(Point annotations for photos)
------

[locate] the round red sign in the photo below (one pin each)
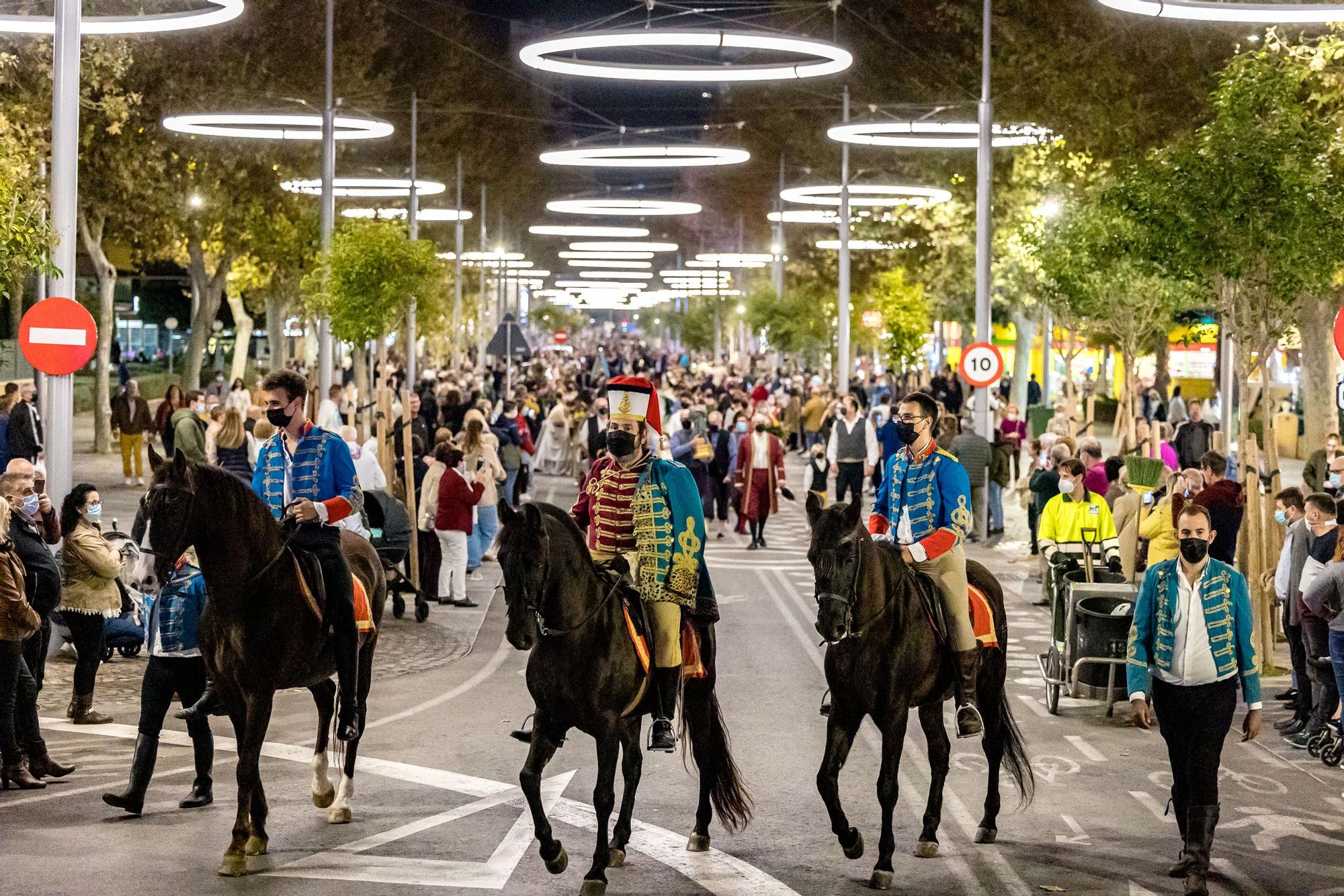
(58, 337)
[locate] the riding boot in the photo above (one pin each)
(15, 772)
(204, 788)
(968, 717)
(666, 682)
(142, 769)
(1201, 823)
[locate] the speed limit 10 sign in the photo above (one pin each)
(982, 365)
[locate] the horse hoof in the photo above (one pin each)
(233, 866)
(561, 862)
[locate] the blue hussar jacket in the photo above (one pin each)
(1228, 613)
(936, 491)
(323, 472)
(175, 612)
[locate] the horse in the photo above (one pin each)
(584, 674)
(257, 635)
(885, 658)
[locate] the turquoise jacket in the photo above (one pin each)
(1228, 613)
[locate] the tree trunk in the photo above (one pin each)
(1023, 353)
(210, 287)
(92, 237)
(243, 335)
(1320, 366)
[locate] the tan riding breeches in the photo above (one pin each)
(950, 576)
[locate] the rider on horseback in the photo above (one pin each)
(306, 475)
(924, 506)
(650, 511)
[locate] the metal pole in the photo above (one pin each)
(458, 271)
(65, 206)
(843, 331)
(329, 217)
(413, 217)
(984, 421)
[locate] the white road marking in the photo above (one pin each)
(1085, 749)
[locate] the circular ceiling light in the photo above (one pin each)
(585, 230)
(264, 126)
(674, 156)
(368, 187)
(1240, 13)
(948, 135)
(400, 214)
(635, 247)
(821, 58)
(630, 208)
(868, 195)
(220, 13)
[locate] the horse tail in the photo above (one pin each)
(702, 718)
(1015, 752)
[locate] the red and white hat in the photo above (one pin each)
(634, 398)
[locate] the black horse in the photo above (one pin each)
(259, 633)
(884, 659)
(584, 674)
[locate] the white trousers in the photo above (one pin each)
(452, 572)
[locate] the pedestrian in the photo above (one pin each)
(175, 668)
(131, 420)
(1185, 609)
(458, 496)
(89, 594)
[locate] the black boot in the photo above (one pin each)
(666, 682)
(204, 788)
(142, 769)
(1200, 840)
(970, 723)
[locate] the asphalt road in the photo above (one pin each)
(437, 807)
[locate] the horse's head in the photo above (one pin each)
(835, 555)
(523, 555)
(162, 527)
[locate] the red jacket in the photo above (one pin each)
(456, 500)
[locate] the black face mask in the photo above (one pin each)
(907, 433)
(620, 444)
(1194, 550)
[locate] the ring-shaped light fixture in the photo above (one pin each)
(400, 214)
(873, 195)
(366, 187)
(220, 13)
(935, 135)
(626, 208)
(1236, 13)
(587, 230)
(671, 156)
(561, 56)
(265, 126)
(634, 247)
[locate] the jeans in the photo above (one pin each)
(997, 506)
(87, 635)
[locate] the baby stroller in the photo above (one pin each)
(390, 531)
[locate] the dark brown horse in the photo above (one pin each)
(884, 659)
(257, 633)
(584, 674)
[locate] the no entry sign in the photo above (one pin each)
(58, 337)
(982, 365)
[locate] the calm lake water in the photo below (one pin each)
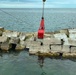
(28, 20)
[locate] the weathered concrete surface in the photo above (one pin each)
(22, 36)
(3, 39)
(5, 46)
(19, 47)
(10, 34)
(14, 40)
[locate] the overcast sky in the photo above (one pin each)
(37, 4)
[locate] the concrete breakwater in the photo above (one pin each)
(60, 43)
(12, 40)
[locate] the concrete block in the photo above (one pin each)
(72, 42)
(73, 49)
(66, 48)
(14, 40)
(22, 36)
(65, 31)
(3, 39)
(72, 36)
(72, 31)
(51, 41)
(10, 34)
(19, 47)
(56, 48)
(60, 36)
(5, 46)
(2, 29)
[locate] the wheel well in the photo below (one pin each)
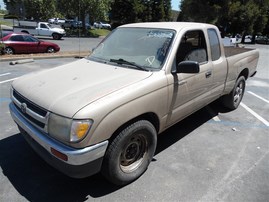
(244, 73)
(10, 48)
(24, 31)
(151, 117)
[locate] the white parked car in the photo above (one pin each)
(102, 25)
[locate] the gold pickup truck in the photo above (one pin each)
(104, 112)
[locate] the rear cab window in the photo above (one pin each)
(192, 47)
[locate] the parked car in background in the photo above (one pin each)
(39, 29)
(58, 21)
(74, 24)
(102, 25)
(106, 114)
(262, 40)
(25, 43)
(4, 33)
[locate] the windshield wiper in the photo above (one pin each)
(125, 62)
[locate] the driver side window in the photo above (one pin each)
(192, 47)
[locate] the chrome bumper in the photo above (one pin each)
(76, 157)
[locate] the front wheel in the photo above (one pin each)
(130, 153)
(8, 51)
(56, 36)
(233, 99)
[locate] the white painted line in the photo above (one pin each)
(258, 96)
(255, 114)
(4, 74)
(8, 80)
(216, 118)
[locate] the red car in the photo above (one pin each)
(25, 43)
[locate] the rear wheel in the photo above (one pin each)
(130, 153)
(50, 50)
(233, 99)
(8, 51)
(26, 32)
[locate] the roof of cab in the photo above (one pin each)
(170, 25)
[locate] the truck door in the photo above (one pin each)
(43, 30)
(219, 62)
(190, 91)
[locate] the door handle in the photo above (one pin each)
(208, 74)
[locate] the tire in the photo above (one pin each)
(50, 50)
(26, 32)
(56, 36)
(9, 51)
(233, 99)
(130, 153)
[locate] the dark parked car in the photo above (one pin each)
(262, 40)
(25, 43)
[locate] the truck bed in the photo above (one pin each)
(230, 51)
(239, 59)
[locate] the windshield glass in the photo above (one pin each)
(144, 47)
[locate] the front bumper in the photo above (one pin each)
(80, 162)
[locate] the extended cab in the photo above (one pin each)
(103, 112)
(40, 29)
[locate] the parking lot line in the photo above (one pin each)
(1, 82)
(4, 74)
(255, 114)
(258, 96)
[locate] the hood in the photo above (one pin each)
(67, 89)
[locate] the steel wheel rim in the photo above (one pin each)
(238, 92)
(51, 50)
(8, 51)
(133, 153)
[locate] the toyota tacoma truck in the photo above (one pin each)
(40, 29)
(103, 113)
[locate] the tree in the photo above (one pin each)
(96, 9)
(40, 9)
(231, 16)
(130, 11)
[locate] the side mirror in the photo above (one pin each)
(188, 67)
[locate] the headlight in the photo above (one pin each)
(66, 129)
(79, 129)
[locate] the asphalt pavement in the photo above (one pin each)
(69, 47)
(213, 155)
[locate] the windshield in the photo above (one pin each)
(144, 47)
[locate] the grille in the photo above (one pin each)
(31, 112)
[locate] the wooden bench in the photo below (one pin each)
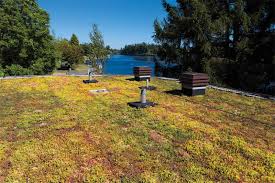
(142, 73)
(194, 83)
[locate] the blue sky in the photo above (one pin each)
(120, 21)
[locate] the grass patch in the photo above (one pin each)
(53, 130)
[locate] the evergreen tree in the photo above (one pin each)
(98, 51)
(235, 32)
(25, 39)
(74, 40)
(70, 53)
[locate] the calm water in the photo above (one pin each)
(123, 65)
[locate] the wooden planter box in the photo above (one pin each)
(194, 83)
(142, 73)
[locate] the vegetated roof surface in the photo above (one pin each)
(53, 130)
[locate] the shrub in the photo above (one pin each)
(17, 70)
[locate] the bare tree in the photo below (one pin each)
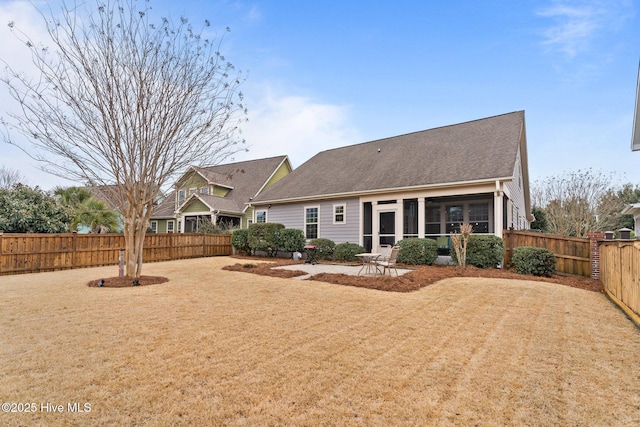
(9, 177)
(577, 202)
(124, 102)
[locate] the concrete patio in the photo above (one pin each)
(351, 270)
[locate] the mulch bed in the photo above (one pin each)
(126, 282)
(420, 277)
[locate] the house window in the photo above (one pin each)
(311, 222)
(432, 220)
(455, 217)
(339, 214)
(479, 217)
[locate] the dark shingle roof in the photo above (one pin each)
(471, 151)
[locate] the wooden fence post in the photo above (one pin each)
(74, 234)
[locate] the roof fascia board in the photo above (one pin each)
(384, 191)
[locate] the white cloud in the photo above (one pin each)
(294, 125)
(577, 24)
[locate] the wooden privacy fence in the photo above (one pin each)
(573, 254)
(30, 253)
(620, 274)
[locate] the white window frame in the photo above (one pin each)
(307, 223)
(265, 216)
(343, 213)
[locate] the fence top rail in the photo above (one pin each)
(620, 243)
(546, 236)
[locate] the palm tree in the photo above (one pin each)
(87, 210)
(94, 214)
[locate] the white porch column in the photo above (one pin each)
(421, 209)
(498, 197)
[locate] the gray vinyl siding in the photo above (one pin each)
(292, 216)
(515, 189)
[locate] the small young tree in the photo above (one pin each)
(459, 242)
(9, 177)
(125, 102)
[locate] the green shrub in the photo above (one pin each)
(239, 239)
(292, 240)
(535, 261)
(265, 236)
(347, 251)
(325, 247)
(483, 251)
(417, 251)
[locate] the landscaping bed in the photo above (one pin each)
(420, 277)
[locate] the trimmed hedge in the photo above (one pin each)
(325, 247)
(417, 251)
(535, 261)
(483, 251)
(265, 236)
(347, 252)
(239, 240)
(292, 240)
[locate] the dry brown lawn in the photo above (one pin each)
(216, 347)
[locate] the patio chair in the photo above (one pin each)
(384, 251)
(389, 262)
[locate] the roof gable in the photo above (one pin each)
(243, 179)
(484, 149)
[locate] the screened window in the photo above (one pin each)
(339, 214)
(432, 220)
(479, 217)
(311, 223)
(455, 217)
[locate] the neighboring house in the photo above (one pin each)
(423, 184)
(634, 209)
(217, 194)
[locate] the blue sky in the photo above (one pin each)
(334, 73)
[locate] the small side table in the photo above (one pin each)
(369, 263)
(312, 254)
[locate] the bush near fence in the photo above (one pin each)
(30, 253)
(573, 254)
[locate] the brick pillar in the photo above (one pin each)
(594, 243)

------

_TASK TO CARRY OUT_: Repeat the part of the items above that opens with the line containing "[locate] the white window" and runs through the end of the items.

_SOLUTION TO THE EXERCISE_:
[locate] the white window frame in the photo above (one pin each)
(307, 223)
(265, 216)
(343, 213)
[locate] the fence top rail in the photo above (one pin each)
(620, 243)
(546, 236)
[locate] the palm tree in the photo above (one pin each)
(87, 210)
(94, 214)
[locate] the white porch column in the photo above (one pin each)
(421, 209)
(498, 197)
[locate] the gray vinyl siding in the photo above (one pin each)
(292, 216)
(515, 189)
[locate] the small young tree in the photo above (one pin each)
(459, 242)
(9, 177)
(125, 102)
[locate] the green shrub in the photo above (one pin each)
(239, 239)
(292, 240)
(535, 261)
(265, 236)
(347, 251)
(325, 247)
(483, 251)
(417, 251)
[locate] the landscaping bed in the photo above (one pin each)
(420, 277)
[locate] the trimmed hedge in the photo above (one pin each)
(325, 247)
(417, 251)
(535, 261)
(483, 251)
(265, 236)
(347, 252)
(239, 240)
(292, 240)
[locate] the dry brown lawn in the photo above (one pin each)
(216, 347)
[locate] the patio chair in the photo above (one pin each)
(384, 251)
(389, 262)
[locate] the roof gable in the photo above (one pin each)
(243, 179)
(484, 149)
[locate] the screened window in the photo above (one pin each)
(339, 214)
(432, 220)
(479, 217)
(311, 223)
(455, 217)
[locate] the neighboring house in the photo above (one pin each)
(423, 184)
(634, 209)
(217, 194)
[locate] the blue sky in the photo above (one pin each)
(334, 73)
[locate] the small side table in the photo above (one pin each)
(369, 263)
(312, 254)
[locate] the bush near fence in the photo above (one pin each)
(30, 253)
(573, 254)
[locate] the brick pillar in the photo above (one pin each)
(594, 243)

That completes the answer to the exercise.